__Lesetext__
___
Ulrike Draesner © Dominik Butzmann

Schwere Kost, dieser neue Roman der 1962 geborenen Autorin, sowohl vom Thema als auch vom Stil her. Mit diesem Stoff versucht Draesner eine Darstellung hauptsächlich von Kriegsende und Nachkriegszeit mit Handlungsfäden, die in die Gegenwart reichen. Kulisse ist vorwiegend Breslau, das auch für die späteren Generationen, die die Stadt vor dem Krieg nicht kannten, zum Familienankerpunkt wird.

Die zugrundeliegenden Übergriffe der Soldaten, Hunger, Verluste und gebrochene Persönlichkeiten sind als Tatsachen bekannt. Die Schrecken aus Frauensicht so in Worte zu fassen, dass sie unter die Haut gehen, ist ein schwieriges Vorhaben. Sinnbildlich dafür schreibt Draesner in einer streckenweise genauso gebrochenen Sprache aus Satzfetzen, Worterfindungen, Mischung aus Polnisch und Deutsch, Durchstreichungen und Gedankenblitzen. Das verlangt vom Leser ein ständiges Hinterherfühlen und Interpretieren und macht den Text sperrig wie eine mühevolle Rekonstruktion. Die ausformulierten Szenen berühren den Leser als Achterbahn des Grauens.

Draesner nimmt sich die Frauen einer Familie aus mehreren Generationen vor. Die unchronologische Herangehensweise hat eine verwirrende Vielzahl von Erzählsträngen auch innerhalb einzelner Kapitel zur Folge, deren Protagonisten einer Annäherung widerstreben. Die Sprachlosigkeit ist der einen Hilfe zum Überleben, der andern eine Barriere zur Weiterentwicklung. Da so viel Unausgespochenes zwischen den Generationen liegt, bleibt den Frauen verschlossen, was ihre Depressionen verursacht.
___
__Bereitgestellte Daten__
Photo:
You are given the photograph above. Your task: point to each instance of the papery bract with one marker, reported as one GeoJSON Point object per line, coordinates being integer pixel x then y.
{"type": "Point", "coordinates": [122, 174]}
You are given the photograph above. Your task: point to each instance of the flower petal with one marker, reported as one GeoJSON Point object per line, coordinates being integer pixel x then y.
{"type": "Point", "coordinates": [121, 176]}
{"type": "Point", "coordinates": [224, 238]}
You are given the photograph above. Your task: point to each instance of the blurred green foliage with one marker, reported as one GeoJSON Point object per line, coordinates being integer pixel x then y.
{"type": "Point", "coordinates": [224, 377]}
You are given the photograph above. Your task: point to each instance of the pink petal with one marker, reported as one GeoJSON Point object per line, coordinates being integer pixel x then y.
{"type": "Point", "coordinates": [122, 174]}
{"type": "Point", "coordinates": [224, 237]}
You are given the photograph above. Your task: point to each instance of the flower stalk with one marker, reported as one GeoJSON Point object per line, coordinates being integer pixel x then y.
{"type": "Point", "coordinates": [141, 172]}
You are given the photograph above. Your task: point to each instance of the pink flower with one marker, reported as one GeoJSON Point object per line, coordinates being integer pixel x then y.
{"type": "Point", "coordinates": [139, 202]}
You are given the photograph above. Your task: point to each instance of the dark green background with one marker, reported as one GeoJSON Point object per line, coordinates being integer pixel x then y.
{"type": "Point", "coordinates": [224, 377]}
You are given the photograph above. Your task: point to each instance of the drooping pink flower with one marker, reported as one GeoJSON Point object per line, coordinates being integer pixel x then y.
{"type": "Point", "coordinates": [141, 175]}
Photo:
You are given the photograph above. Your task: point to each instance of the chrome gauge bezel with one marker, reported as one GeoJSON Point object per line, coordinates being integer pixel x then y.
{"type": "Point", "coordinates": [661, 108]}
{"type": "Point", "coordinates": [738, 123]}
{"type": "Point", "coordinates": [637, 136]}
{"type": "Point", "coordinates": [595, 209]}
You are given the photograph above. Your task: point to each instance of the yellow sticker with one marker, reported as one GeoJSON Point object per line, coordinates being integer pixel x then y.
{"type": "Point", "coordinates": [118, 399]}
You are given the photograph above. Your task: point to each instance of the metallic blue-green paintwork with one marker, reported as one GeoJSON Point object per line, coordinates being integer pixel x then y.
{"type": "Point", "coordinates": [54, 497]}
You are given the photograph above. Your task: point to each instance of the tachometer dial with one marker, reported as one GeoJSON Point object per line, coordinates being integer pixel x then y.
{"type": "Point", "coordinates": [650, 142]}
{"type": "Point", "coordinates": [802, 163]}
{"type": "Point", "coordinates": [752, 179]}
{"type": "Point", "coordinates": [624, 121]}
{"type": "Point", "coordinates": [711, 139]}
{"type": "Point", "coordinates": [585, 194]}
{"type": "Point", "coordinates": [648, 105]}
___
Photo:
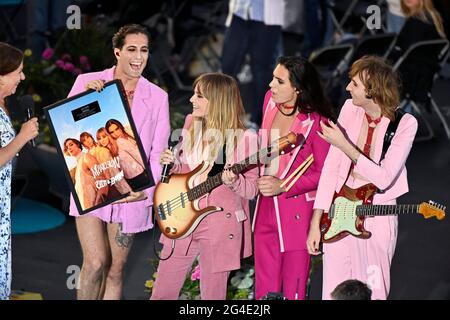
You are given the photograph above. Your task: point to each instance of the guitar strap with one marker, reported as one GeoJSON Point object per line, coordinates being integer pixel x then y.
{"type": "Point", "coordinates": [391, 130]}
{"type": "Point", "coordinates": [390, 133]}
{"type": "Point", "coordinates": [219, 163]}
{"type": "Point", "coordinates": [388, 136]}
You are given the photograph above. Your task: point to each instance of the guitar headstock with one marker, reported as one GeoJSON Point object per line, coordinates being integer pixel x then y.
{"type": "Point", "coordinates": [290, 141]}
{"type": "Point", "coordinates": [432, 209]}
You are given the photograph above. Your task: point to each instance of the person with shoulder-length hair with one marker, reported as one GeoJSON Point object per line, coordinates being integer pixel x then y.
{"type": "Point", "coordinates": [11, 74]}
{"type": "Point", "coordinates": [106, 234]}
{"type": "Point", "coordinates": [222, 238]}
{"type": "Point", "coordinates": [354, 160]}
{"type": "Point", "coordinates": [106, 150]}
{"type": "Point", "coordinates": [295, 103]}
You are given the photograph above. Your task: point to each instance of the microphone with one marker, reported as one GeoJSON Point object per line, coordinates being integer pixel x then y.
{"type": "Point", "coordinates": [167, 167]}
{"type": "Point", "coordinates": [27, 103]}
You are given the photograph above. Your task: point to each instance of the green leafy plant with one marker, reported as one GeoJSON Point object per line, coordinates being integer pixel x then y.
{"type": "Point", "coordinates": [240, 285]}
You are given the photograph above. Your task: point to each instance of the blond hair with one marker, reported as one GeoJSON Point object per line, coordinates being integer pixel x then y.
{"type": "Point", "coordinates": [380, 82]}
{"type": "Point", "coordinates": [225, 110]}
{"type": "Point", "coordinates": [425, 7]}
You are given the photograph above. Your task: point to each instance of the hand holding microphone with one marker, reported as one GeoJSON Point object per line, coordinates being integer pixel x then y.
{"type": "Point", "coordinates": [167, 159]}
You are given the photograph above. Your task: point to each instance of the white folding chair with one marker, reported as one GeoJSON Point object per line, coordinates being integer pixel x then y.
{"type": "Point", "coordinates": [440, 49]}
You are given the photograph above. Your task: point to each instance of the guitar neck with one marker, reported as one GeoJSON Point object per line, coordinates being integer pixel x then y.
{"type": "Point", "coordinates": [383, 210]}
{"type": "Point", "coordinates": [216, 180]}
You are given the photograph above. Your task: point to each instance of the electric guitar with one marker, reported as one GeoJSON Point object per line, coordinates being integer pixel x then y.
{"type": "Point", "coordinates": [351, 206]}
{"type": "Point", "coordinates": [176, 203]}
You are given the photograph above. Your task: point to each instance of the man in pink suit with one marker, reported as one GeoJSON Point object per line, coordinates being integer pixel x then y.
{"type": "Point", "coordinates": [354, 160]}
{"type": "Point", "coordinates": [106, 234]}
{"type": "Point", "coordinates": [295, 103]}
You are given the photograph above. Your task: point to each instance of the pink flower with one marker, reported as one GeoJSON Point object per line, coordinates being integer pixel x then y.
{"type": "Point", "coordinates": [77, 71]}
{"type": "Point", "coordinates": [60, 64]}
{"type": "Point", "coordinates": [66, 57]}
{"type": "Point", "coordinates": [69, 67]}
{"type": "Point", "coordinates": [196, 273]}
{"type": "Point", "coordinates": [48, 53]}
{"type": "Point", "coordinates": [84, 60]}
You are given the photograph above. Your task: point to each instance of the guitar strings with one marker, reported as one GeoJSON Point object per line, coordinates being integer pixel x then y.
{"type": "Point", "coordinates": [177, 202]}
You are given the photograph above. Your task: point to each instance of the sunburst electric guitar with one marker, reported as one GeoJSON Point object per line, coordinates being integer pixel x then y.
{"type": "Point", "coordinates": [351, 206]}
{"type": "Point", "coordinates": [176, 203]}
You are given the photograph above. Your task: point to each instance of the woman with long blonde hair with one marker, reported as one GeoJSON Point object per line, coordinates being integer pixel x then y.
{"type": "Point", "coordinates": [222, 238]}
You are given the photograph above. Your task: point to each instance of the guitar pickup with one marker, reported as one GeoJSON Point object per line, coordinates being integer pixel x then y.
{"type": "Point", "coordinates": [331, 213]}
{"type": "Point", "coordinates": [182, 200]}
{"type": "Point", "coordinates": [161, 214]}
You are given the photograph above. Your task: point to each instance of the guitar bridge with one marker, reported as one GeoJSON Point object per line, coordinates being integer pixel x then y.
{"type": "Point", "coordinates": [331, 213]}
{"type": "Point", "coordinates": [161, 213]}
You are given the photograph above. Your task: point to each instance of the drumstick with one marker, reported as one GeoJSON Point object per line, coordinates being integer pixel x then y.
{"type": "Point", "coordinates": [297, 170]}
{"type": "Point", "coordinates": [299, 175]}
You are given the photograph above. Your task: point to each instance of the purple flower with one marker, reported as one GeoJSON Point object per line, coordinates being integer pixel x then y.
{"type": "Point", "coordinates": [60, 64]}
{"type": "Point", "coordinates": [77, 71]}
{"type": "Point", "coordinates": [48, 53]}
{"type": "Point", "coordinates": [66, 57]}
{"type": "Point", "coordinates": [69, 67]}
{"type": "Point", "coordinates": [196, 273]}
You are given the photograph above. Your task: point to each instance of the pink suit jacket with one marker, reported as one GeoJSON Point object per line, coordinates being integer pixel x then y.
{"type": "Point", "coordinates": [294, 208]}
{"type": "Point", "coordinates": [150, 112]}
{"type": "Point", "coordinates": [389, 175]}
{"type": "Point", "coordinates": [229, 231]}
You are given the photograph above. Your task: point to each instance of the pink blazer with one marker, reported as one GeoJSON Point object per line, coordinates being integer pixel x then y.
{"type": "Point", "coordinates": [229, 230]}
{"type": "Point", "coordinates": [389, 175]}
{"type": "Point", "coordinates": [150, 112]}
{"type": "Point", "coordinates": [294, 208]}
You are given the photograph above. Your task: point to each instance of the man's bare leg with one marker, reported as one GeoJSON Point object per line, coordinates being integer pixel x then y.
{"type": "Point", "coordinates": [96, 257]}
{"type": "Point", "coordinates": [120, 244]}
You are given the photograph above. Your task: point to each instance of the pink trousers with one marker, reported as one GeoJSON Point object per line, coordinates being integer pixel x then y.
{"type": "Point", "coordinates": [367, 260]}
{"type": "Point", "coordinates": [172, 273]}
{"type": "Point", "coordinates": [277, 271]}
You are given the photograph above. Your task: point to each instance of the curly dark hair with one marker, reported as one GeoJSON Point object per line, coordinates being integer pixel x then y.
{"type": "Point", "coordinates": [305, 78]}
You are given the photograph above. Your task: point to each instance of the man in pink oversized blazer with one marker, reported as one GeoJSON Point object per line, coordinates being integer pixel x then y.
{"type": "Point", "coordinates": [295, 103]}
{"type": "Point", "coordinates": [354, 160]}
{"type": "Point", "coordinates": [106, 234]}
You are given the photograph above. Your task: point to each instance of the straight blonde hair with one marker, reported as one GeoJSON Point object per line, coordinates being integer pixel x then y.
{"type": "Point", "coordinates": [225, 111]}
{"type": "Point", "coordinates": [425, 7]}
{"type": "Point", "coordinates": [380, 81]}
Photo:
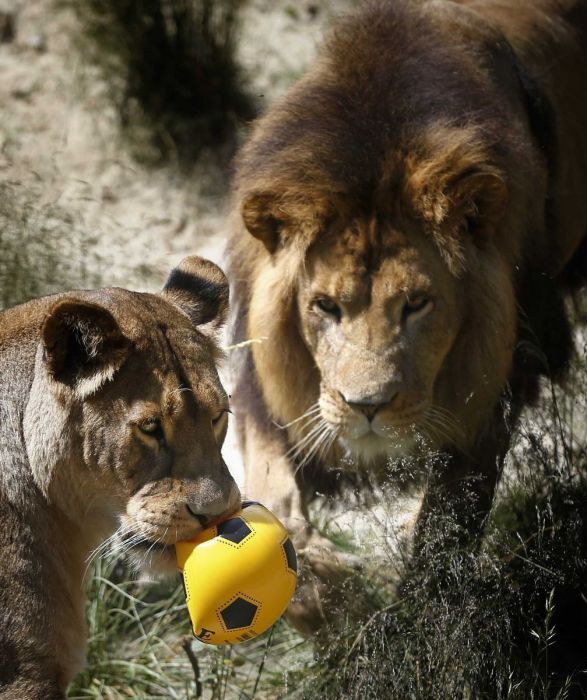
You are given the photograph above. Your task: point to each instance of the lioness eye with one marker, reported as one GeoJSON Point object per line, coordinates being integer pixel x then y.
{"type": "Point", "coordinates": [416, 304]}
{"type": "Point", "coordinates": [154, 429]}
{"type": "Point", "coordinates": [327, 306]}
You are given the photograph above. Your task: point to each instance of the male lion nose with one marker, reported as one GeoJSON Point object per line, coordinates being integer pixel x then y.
___
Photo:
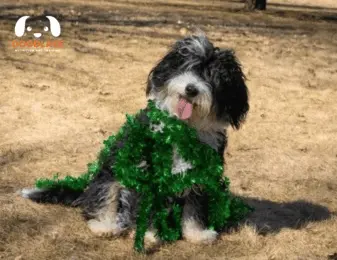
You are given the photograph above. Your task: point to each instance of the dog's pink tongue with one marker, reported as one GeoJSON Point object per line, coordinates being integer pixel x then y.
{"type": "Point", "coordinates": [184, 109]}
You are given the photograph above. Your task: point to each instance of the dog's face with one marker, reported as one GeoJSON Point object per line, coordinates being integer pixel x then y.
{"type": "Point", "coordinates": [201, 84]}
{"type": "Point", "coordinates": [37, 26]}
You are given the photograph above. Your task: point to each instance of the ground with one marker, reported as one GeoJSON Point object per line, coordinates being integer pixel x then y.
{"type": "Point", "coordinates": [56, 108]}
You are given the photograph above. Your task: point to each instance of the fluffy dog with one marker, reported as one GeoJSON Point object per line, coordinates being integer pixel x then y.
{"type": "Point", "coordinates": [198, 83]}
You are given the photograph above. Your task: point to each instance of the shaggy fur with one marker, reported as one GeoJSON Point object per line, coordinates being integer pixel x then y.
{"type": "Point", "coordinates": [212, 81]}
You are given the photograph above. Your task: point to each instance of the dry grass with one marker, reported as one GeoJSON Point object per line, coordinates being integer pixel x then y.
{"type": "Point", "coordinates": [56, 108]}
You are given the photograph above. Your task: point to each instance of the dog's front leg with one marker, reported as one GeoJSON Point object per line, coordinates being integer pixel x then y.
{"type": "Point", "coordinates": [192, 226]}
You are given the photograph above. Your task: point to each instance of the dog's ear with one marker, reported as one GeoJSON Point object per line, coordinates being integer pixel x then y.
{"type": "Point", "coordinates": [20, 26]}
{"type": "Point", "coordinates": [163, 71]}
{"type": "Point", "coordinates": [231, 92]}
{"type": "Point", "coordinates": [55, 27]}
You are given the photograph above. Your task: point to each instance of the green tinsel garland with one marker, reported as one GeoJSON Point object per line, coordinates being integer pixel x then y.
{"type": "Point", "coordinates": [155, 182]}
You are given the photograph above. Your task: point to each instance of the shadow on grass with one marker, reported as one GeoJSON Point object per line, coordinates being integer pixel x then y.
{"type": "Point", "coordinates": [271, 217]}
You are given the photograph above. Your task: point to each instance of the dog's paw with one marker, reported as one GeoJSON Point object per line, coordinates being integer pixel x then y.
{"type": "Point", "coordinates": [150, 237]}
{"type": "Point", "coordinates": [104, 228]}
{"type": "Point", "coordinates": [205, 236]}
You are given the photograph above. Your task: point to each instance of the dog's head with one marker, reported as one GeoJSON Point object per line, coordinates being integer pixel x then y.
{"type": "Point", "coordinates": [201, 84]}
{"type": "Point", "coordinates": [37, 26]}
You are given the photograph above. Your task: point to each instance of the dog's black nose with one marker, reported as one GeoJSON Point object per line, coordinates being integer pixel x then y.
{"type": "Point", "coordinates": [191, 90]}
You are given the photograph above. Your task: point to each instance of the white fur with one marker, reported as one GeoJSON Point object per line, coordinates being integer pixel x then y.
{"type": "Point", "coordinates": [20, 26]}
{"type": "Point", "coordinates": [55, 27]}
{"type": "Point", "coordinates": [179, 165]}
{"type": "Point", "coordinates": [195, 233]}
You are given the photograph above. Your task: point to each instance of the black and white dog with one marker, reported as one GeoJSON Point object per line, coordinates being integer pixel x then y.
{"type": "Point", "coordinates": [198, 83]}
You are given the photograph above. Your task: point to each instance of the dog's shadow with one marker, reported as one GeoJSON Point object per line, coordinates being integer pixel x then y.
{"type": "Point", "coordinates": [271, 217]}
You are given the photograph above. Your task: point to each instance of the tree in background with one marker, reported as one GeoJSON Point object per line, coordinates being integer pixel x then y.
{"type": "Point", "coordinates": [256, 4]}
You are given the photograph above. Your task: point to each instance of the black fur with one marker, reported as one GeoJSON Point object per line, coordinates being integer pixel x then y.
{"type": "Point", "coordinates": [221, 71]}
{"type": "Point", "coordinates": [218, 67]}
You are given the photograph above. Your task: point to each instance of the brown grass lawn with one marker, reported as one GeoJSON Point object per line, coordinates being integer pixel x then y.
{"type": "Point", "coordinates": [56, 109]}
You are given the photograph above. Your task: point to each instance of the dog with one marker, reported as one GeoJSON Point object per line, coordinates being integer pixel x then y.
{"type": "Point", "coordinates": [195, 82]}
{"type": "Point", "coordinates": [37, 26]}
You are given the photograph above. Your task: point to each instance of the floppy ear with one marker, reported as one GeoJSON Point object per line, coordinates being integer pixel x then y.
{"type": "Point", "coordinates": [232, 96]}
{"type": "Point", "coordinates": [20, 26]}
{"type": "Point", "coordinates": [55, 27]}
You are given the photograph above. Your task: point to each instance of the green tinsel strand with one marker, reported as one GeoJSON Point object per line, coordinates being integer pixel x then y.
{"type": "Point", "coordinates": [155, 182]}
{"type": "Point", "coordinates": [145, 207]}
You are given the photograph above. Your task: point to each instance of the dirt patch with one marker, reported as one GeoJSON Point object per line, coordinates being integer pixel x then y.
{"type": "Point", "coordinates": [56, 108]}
___
__Aufgabe__
Fasse den Absatz der Rezension oben, der mit „Draesner nimmt sich die Frauen“ beginnt, kürzer zusammen. Die wichtigsten Aussagen sollen erhalten bleiben.

__Ergebnis__
Draesner erzählt von Frauen aus mehreren Generationen einer Familie. Weil sie nicht chronologisch vorgeht, entstehen verwirrend viele Erzählstränge, auch innerhalb einzelner Kapitel, und die Figuren entziehen sich einer Annäherung. Das Schweigen hilft den einen beim Überleben und hindert die anderen an ihrer Weiterentwicklung. Da zwischen den Generationen so vieles unausgesprochen bleibt, erkennen die Frauen nicht, was ihre Depressionen verursacht.